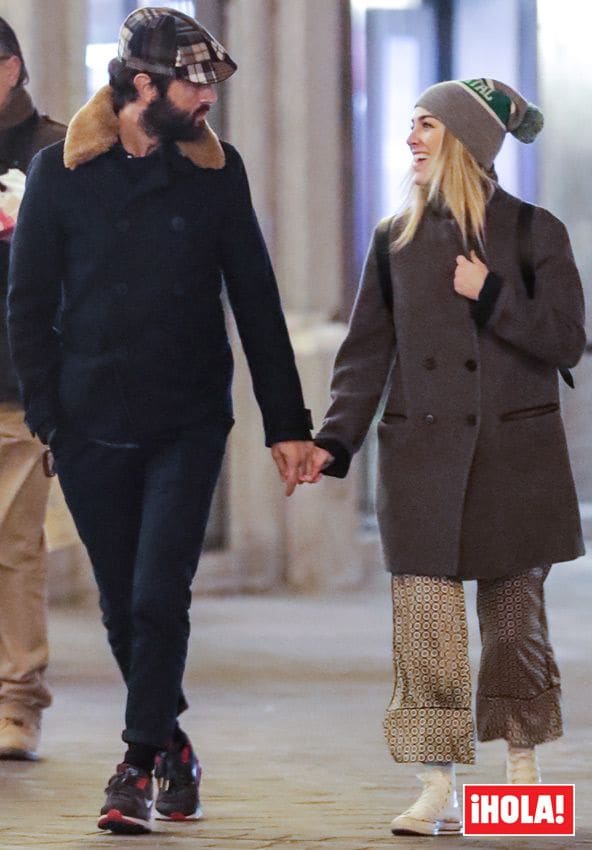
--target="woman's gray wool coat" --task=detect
[316,188,585,579]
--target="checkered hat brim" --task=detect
[117,6,237,85]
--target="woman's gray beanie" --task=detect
[416,79,543,170]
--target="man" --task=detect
[9,8,311,833]
[0,18,66,759]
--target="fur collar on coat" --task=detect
[64,86,226,171]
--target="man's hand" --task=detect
[271,440,314,496]
[454,251,489,301]
[300,446,333,484]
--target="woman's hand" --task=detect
[454,251,489,301]
[300,446,333,484]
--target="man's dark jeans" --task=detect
[55,422,229,747]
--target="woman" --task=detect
[304,79,585,835]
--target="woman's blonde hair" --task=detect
[394,128,495,250]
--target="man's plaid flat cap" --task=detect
[117,6,236,85]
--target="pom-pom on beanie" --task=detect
[416,79,543,170]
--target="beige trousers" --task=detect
[0,403,51,720]
[384,566,562,764]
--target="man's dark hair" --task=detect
[0,18,29,86]
[109,59,175,113]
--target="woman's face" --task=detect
[407,106,445,186]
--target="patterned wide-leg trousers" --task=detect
[384,565,562,764]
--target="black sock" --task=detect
[123,742,159,773]
[172,723,189,750]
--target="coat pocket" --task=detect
[500,401,559,422]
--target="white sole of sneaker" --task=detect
[391,815,462,836]
[97,809,152,835]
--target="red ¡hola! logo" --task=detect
[463,785,574,835]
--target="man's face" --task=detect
[0,56,21,111]
[141,80,218,142]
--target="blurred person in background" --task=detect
[9,7,312,833]
[305,79,585,835]
[0,13,66,759]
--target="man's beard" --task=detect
[140,94,206,142]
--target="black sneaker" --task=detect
[98,763,152,835]
[154,743,203,820]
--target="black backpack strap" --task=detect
[374,216,393,312]
[518,201,575,389]
[518,201,534,298]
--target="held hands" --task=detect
[454,251,489,301]
[271,440,314,496]
[271,440,333,496]
[300,446,333,484]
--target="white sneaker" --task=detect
[0,717,41,761]
[391,769,462,835]
[506,747,541,785]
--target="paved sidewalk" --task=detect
[0,559,592,850]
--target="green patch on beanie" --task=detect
[459,79,512,127]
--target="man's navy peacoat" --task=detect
[9,89,310,445]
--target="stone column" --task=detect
[538,0,592,520]
[226,0,376,589]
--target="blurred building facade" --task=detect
[0,0,592,597]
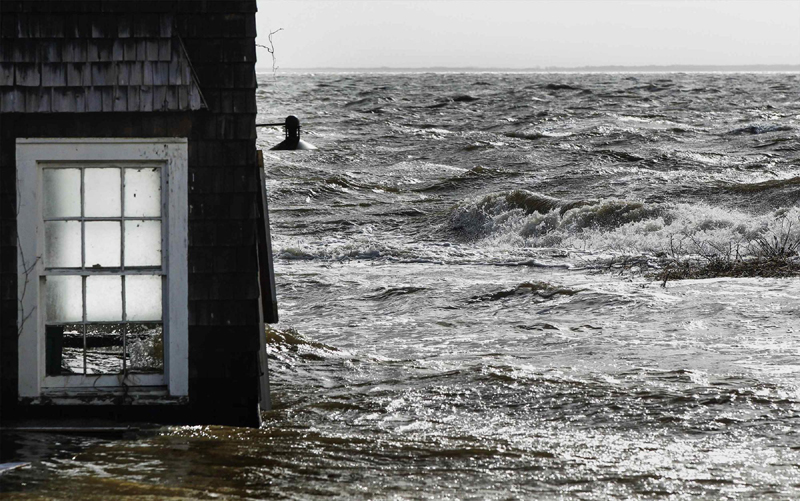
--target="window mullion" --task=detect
[81,167,86,376]
[119,166,128,376]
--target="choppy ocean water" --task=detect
[0,72,800,499]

++++

Reproduce every row above verbatim, omitting the pictures from your output.

> _The solution_:
--target="woman's gray wool coat" --task=detect
[316,188,585,579]
--target="checkered hat brim" --task=detect
[117,6,237,85]
--target="woman's gray beanie" --task=detect
[416,79,543,170]
--target="man" --task=detect
[9,8,311,833]
[0,18,66,759]
--target="fur collar on coat" --task=detect
[64,86,226,171]
--target="man's hand" --task=detect
[271,440,314,496]
[454,251,489,301]
[300,446,333,484]
--target="woman's hand" --task=detect
[454,251,489,301]
[300,446,333,484]
--target="man's dark jeans" --task=detect
[55,422,229,747]
--target="woman" --task=detect
[304,79,585,835]
--target="woman's blonde hair" --task=detect
[394,128,495,250]
--target="man's plaid flat cap" --task=detect
[117,6,236,85]
--target="pom-pom on beanie" --task=detect
[416,79,543,170]
--target="beige trousers" --task=detect
[0,403,51,720]
[384,566,562,764]
--target="man's dark hair" --task=detect
[0,18,29,86]
[109,59,175,113]
--target="woman's face" --task=detect
[407,106,445,186]
--target="patterned wide-leg trousers" --task=detect
[384,565,562,764]
--target="black sock" --task=detect
[123,742,159,773]
[172,723,189,750]
--target="coat pocket" --task=detect
[500,401,559,422]
--target="white sole of sneaker" --task=detect
[391,815,462,836]
[97,809,152,835]
--target="red ¡hola! logo" --task=detect
[463,785,574,835]
--target="man's face" --task=detect
[0,56,21,111]
[141,80,218,142]
--target="blurred person in background" --task=detect
[9,7,312,833]
[305,79,585,835]
[0,13,66,759]
--target="man's beard" --task=detect
[140,94,206,142]
--target="black sneaker" --task=detect
[98,763,152,835]
[154,743,203,820]
--target="black backpack strap" --task=detect
[374,216,393,312]
[518,201,575,389]
[518,201,534,298]
--target="held hands" --task=detect
[454,251,489,301]
[271,440,314,496]
[271,440,333,496]
[300,446,333,484]
--target="white sneaker" --task=detect
[0,717,41,761]
[391,769,462,835]
[506,747,541,785]
--target="paved sidewalk" --task=detect
[0,559,592,850]
--target="green patch on beanie" --task=detect
[459,79,512,127]
--target="man's navy peacoat" --task=detect
[9,89,310,445]
--target="stone column" --task=detect
[538,0,592,520]
[226,0,376,589]
--target="blurred building facade" --task=detect
[0,0,592,597]
--target="window mullion" --task=detect
[81,167,86,376]
[119,166,128,376]
--target="choppy ocean water" --task=detect
[0,72,800,499]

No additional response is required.